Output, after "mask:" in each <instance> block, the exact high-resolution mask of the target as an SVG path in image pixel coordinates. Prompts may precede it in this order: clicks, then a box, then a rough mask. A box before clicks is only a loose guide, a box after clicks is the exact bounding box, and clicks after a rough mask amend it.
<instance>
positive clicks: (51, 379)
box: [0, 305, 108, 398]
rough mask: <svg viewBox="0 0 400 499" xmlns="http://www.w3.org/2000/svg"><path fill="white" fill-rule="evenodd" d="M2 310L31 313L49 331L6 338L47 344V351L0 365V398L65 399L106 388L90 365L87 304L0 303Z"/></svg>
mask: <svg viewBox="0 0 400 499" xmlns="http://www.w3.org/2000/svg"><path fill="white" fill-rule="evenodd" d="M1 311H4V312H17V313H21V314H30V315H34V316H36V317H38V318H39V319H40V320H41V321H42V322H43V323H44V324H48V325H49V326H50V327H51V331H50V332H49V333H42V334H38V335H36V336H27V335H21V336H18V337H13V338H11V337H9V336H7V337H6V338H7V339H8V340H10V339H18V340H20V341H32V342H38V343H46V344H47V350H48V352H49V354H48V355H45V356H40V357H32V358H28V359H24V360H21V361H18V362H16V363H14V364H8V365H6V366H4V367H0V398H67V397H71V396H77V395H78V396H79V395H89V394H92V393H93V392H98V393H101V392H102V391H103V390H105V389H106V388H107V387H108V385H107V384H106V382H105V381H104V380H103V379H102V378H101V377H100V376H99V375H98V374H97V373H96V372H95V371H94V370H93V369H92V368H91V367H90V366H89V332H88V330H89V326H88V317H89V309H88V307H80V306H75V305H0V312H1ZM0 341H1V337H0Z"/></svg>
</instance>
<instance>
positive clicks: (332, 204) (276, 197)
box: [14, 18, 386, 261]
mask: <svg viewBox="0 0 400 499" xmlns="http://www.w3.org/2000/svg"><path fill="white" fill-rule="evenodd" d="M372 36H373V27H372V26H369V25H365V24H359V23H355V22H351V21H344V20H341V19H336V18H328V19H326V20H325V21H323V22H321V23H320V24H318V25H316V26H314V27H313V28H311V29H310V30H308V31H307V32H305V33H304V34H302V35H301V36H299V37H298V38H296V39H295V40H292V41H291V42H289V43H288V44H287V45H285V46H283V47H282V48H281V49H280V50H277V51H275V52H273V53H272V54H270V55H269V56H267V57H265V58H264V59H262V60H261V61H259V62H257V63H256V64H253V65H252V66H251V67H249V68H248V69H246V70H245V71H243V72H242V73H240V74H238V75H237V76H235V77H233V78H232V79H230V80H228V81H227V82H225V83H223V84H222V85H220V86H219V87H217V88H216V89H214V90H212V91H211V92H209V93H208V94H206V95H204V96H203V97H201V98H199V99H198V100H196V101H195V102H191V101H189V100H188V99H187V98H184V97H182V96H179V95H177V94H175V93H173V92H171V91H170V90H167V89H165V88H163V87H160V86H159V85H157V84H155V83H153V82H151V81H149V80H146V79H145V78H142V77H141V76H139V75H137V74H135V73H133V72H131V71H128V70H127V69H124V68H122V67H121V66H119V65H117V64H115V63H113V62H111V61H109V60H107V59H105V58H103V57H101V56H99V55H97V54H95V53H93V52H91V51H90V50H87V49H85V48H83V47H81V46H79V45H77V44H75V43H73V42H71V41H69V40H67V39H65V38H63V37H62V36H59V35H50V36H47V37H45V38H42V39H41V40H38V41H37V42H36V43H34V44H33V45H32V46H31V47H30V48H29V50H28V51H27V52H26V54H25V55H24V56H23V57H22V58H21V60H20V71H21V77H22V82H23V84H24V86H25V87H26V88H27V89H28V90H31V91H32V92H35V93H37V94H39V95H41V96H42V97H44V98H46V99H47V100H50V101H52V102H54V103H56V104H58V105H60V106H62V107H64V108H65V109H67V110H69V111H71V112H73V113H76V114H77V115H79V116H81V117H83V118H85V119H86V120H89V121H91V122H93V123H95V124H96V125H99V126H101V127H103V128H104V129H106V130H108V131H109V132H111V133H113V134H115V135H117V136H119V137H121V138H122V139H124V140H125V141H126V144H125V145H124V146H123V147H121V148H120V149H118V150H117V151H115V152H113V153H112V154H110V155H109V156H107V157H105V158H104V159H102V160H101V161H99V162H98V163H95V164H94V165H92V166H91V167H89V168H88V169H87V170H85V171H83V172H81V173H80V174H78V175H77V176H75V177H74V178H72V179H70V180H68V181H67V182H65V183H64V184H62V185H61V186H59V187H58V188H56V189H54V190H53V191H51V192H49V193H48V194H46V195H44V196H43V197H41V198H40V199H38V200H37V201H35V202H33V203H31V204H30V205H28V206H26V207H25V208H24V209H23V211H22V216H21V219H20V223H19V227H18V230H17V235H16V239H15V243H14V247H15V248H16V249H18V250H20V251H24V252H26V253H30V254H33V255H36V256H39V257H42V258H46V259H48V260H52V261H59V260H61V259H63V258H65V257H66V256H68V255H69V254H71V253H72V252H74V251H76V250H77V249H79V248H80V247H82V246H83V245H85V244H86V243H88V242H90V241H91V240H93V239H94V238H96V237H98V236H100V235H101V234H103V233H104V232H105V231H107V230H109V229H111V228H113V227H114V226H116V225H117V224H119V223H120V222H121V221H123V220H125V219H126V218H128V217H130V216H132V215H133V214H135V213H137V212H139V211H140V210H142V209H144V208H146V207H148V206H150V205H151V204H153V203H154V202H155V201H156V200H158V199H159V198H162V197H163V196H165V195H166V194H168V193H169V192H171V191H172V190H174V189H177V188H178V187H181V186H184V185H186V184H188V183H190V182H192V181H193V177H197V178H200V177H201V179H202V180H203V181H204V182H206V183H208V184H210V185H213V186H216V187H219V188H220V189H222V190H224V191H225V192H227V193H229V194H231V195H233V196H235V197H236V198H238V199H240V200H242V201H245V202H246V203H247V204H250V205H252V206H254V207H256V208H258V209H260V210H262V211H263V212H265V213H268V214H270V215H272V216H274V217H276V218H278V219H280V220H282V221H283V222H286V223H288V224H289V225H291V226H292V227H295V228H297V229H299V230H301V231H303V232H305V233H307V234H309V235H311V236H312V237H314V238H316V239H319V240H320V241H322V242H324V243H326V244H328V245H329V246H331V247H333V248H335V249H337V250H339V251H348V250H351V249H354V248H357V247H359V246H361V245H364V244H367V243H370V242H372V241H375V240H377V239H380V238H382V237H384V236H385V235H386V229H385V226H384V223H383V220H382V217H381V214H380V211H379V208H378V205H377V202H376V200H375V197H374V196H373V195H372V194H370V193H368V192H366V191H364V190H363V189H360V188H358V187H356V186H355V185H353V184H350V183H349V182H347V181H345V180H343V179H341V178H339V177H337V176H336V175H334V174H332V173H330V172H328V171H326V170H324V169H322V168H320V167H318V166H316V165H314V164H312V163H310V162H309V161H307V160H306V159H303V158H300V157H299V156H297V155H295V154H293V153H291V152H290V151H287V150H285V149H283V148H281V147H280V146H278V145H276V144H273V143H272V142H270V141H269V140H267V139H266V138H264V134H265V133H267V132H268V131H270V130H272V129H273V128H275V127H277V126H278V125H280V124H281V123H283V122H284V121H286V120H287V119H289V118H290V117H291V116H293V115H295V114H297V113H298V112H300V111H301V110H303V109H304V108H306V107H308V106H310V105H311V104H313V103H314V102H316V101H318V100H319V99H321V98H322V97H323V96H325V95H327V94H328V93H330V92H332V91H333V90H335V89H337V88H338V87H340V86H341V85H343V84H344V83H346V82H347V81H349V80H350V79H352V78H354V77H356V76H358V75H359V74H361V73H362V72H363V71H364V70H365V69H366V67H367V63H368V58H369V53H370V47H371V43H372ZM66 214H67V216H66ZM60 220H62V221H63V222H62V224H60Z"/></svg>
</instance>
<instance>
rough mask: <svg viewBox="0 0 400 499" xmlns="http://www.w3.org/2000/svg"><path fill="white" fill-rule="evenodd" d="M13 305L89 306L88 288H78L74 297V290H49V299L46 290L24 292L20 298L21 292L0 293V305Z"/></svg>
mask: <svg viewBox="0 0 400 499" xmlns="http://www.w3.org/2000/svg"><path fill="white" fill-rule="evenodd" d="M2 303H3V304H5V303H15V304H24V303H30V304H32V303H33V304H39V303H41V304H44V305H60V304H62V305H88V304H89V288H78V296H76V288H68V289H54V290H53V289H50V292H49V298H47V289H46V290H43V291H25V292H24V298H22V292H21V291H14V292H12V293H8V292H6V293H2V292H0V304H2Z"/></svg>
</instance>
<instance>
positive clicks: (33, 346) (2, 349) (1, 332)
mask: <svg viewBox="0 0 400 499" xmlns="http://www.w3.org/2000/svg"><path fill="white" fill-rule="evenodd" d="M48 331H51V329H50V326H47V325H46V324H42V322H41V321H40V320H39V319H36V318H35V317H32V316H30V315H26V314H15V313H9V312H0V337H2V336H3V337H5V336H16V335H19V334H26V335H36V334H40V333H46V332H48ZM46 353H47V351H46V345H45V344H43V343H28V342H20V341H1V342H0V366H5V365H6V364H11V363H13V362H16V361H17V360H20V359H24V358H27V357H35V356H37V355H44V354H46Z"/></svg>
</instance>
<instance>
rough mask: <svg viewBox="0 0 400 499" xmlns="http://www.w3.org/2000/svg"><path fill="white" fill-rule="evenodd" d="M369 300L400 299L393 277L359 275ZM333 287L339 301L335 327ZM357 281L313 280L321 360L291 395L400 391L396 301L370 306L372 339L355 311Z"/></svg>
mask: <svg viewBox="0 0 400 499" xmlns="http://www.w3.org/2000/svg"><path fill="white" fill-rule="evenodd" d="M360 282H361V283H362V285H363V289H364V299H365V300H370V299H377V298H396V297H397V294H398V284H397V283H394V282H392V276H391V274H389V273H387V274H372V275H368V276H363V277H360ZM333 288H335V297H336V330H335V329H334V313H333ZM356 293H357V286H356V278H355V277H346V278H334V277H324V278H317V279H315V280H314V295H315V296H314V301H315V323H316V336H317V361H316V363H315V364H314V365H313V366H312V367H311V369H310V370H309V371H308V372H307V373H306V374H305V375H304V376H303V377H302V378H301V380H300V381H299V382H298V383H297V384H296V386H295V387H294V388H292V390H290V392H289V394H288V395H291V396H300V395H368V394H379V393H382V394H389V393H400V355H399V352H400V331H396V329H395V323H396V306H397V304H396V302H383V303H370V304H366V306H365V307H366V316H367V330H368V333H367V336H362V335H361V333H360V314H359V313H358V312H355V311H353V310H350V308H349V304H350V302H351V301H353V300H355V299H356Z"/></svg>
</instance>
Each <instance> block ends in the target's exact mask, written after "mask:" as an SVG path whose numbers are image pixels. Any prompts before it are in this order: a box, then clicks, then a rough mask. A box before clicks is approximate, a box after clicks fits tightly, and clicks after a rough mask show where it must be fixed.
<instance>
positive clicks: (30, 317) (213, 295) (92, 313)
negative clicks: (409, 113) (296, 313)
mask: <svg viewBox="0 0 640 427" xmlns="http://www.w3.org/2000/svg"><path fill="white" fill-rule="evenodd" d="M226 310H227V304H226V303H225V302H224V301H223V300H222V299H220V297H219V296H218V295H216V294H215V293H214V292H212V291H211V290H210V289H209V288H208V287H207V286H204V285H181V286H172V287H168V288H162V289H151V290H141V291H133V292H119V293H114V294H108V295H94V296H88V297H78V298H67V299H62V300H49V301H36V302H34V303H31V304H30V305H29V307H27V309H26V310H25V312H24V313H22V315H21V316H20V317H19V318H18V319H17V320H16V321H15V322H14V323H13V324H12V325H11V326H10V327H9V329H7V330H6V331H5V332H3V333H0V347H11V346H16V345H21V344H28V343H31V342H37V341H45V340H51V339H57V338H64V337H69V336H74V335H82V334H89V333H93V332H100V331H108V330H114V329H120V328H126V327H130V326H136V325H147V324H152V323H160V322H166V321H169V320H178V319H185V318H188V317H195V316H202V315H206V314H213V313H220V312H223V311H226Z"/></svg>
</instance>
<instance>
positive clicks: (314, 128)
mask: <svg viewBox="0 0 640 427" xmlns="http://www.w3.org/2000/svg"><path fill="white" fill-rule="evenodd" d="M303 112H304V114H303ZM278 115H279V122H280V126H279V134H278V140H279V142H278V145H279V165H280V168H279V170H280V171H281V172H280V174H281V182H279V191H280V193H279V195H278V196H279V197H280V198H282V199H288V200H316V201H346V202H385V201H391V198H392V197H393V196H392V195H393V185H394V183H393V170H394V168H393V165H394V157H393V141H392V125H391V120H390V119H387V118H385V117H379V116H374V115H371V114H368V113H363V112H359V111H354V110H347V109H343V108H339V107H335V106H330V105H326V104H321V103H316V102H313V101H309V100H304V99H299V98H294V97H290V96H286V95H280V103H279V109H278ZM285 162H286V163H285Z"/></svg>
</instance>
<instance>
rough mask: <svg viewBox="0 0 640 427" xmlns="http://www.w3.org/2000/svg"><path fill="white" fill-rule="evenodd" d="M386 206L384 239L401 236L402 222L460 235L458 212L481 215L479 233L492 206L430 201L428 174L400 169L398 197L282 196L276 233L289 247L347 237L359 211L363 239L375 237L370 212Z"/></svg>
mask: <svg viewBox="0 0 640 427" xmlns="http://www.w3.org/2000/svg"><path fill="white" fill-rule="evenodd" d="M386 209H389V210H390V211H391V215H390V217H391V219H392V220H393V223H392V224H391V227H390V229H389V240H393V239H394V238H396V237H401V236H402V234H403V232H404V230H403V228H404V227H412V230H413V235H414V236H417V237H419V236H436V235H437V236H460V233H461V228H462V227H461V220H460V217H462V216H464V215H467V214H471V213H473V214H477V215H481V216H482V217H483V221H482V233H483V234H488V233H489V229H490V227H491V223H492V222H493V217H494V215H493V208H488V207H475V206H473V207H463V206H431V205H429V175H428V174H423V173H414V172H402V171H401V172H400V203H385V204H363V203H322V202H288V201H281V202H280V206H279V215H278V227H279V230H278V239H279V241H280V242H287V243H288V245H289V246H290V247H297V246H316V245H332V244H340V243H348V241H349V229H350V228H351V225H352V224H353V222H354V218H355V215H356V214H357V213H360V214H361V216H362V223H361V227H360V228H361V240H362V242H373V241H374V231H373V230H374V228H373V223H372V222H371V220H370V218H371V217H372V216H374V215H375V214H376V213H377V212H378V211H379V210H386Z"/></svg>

### Exercise details
Count the lines in the data above that contain the string "image". Reply with the number alone.

### Response area
2